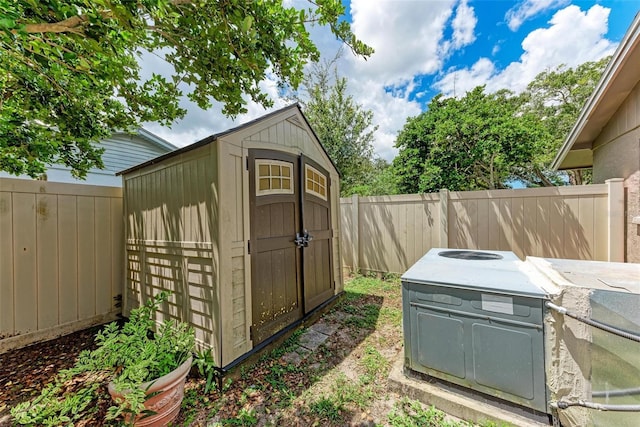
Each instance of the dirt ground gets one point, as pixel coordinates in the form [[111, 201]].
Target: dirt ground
[[343, 382]]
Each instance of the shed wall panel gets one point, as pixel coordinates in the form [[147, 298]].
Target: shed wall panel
[[171, 244], [86, 257], [6, 266]]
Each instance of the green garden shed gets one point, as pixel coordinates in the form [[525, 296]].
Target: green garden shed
[[243, 228]]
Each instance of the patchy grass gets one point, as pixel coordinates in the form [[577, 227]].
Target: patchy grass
[[343, 382]]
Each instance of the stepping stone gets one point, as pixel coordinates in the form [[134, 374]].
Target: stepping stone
[[312, 339]]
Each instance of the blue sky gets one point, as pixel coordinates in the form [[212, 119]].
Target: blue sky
[[426, 47]]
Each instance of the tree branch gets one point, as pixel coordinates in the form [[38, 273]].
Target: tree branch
[[69, 25]]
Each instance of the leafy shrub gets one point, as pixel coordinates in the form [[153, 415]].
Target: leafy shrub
[[129, 356]]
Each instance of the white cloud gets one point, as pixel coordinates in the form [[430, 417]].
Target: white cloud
[[572, 38], [406, 35], [458, 82], [464, 24], [521, 12], [409, 40]]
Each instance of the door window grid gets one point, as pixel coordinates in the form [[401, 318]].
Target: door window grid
[[316, 182], [273, 177]]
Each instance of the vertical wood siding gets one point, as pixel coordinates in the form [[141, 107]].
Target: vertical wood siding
[[390, 233], [61, 251]]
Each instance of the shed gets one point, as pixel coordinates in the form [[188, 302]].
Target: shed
[[243, 228]]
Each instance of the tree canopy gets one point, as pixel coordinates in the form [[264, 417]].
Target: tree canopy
[[70, 72], [343, 127], [488, 141], [556, 97], [472, 143]]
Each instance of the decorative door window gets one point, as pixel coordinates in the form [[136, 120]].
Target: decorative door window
[[316, 182], [273, 177]]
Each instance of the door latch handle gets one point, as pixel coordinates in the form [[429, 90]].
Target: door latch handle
[[306, 238], [302, 240]]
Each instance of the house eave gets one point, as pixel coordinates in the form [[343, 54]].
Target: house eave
[[618, 79]]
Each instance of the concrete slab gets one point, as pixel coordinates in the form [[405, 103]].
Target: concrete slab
[[458, 405], [297, 356], [312, 339]]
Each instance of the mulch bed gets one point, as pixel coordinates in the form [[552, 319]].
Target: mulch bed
[[24, 372]]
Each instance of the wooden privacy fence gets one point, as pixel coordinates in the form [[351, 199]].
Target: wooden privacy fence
[[390, 233], [61, 259]]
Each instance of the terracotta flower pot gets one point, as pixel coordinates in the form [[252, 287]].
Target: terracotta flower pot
[[169, 391]]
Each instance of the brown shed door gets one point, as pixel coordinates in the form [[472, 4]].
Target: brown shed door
[[275, 212], [291, 268], [316, 220]]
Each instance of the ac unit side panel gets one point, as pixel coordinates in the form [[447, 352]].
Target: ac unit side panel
[[440, 343]]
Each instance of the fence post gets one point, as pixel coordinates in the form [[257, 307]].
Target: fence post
[[355, 232], [444, 218], [615, 217]]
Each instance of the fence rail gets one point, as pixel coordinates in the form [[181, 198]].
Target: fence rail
[[61, 258], [390, 233]]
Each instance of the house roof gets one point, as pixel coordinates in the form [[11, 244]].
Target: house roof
[[216, 136], [617, 81]]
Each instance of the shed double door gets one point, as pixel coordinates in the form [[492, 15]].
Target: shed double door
[[290, 246]]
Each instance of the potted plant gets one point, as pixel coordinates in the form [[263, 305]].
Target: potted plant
[[145, 372]]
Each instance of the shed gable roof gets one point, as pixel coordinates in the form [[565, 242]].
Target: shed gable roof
[[617, 81], [299, 119]]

* SHORT PROBLEM *
Leave the images out and output the remaining material exactly as it stands.

* SOLUTION FOR THIS TASK *
Each instance of the dirt ground gets one point, as pixel coordinates in the form [[111, 201]].
Target: dirt ground
[[343, 382]]
Each instance of the shed wall panel gets one point, as pixel coordinates in the form [[147, 298]].
Target: shed wall panel
[[171, 244], [86, 257], [6, 266]]
Each instance of the green garden shed gets one point, as pixel coordinates in the form [[525, 296]].
Target: green garden shed
[[243, 228]]
Each instance of the patchy grass gets one point, as pixel coordinates in the form [[577, 227]].
Target: patchy grass
[[343, 382]]
Each instance of the stepping stone gets one point, as pixel coordinates in the form [[134, 374]].
Target: stepping stone
[[312, 339]]
Each instance of the blue sky gets one point, as pixel coordinates in the form [[212, 119]].
Target: blue sky
[[426, 47]]
Each instance of the tree branch gets one point, as pixel coordinates in the form [[38, 273]].
Target: tree branch
[[69, 25]]
Each instance of the leafy shrub gets one point, as pixel coordinates in the form [[153, 415]].
Target: leafy shrub
[[129, 356]]
Each instance of the white cloud gets one point, as pixel coordinates in the form [[430, 417]].
Target: white cloud
[[572, 38], [406, 35], [458, 82], [464, 24], [521, 12], [409, 40]]
Each instance of the door window grid gets one point, as pixel coordinates in the form [[401, 318]].
Target: door window grid
[[316, 182], [273, 177]]
Each instance of the vertical wood siding gets one point, as pixel coordinates in the form [[141, 107]].
Target: vertical wood siding
[[390, 233], [61, 251]]
Each instance of the shed gets one point, as pixel coordinates in the form [[188, 302]].
Target: shed
[[243, 228]]
Each instance of the tree canopy gets one point, as pixel coordinates in the form [[264, 417]].
Target: tree canopy
[[70, 72], [343, 127], [488, 141], [556, 97], [472, 143]]
Each instance of the decorative door window gets one point, as pixel coordinates in the form [[136, 120]].
Target: decorative door window
[[316, 182], [273, 177]]
Each instance of the door latch handle gets one point, as pixel coordinates in the form [[429, 90]].
Target: door latch handle
[[306, 238], [302, 240]]
Each instance of the house eave gets one point, as pixel coordinates in the form [[343, 54]].
Target: house eave
[[618, 79]]
Each instance of the concrete slab gets one point, as pixel coordinates in the form [[405, 103]].
Target: concrete slab
[[458, 405], [297, 356], [312, 339]]
Each instance of the mulch bed gets one point, as pixel coordinates in the form [[552, 319]].
Target: mulch bed
[[24, 372]]
Each instance of the wooden privacy fence gets one point, as pixel coordinates in the form [[351, 199]].
Target: wooden privacy fence
[[390, 233], [61, 259]]
Each instance of the terracotta flower pot gets one point, as pixel coordinates in the form [[252, 287]].
Target: terracotta flower pot
[[169, 391]]
Each instance of the brown shed door gets one point, as pixel coordinates in the form [[472, 4]].
Target: brown shed door
[[275, 212], [291, 268], [316, 220]]
Each instance of the ac unit side panel gets one point, as pixel coordinates in the form [[447, 352]].
Target: ac unit side panel
[[440, 343]]
Each instance of the fence post gets one point, as pixel coordinates in the form [[257, 307]].
Target: fence post
[[355, 232], [444, 218], [615, 217]]
Each instance of the fence rail gets one point, as pixel coordinates in the form [[181, 198]].
Target: fence rail
[[61, 258], [390, 233]]
Each instance of the house roof gets one point, as pixel coordinates in the form [[11, 244]].
Target: house roof
[[216, 136], [617, 81]]
Each instance of the shed double door gets one point, as pixel coordinates in the form [[492, 15]].
Target: shed double door
[[290, 246]]
Each instance of the potted plant gets one point, as pixel coordinates in the form [[263, 305]].
Target: potted plant
[[145, 372]]
Each instance of the shed gable roof gets one point, as pixel coordinates in the form [[565, 242]].
Target: shed gable roof
[[617, 81], [299, 119]]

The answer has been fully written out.